Problem details:
Copy each of the rows below exactly as it appears.

Working data:
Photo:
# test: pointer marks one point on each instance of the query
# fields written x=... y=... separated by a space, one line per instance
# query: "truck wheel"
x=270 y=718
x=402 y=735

Task response:
Photo:
# test: pointer marks one point on each instance of the query
# fields written x=... y=... separated by a space, one line per instance
# query: "truck wheel"
x=270 y=718
x=402 y=735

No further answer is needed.